§ Exercise
When you reproduce these records, keep every word exactly and drop the images.

Image-grounded pointing data:

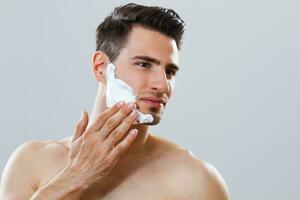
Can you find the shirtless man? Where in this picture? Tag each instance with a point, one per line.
(110, 155)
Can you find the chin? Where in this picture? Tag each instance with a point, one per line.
(156, 114)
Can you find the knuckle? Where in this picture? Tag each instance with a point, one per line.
(116, 134)
(107, 146)
(110, 123)
(102, 117)
(128, 120)
(119, 149)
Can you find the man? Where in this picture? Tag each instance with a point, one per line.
(113, 155)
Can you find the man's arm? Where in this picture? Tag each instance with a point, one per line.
(93, 153)
(18, 178)
(214, 185)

§ Exercise answer
Can you find the shirtless man? Where in this picture? Tag each instance with a point, one per line.
(110, 155)
Can you find the chin? Where in this picture? Tag each instance with a point, one per line.
(156, 114)
Can you find the knuckle? Where in this picture? Tag each instance with a point, one per line.
(116, 134)
(107, 146)
(110, 123)
(102, 117)
(128, 120)
(119, 149)
Can you find the man? Where in this picture? Tag each instance with a point, one per line.
(113, 155)
Can you find the man's arm? Where in this picture? Tag each instance with a point, one per line.
(93, 153)
(18, 178)
(214, 185)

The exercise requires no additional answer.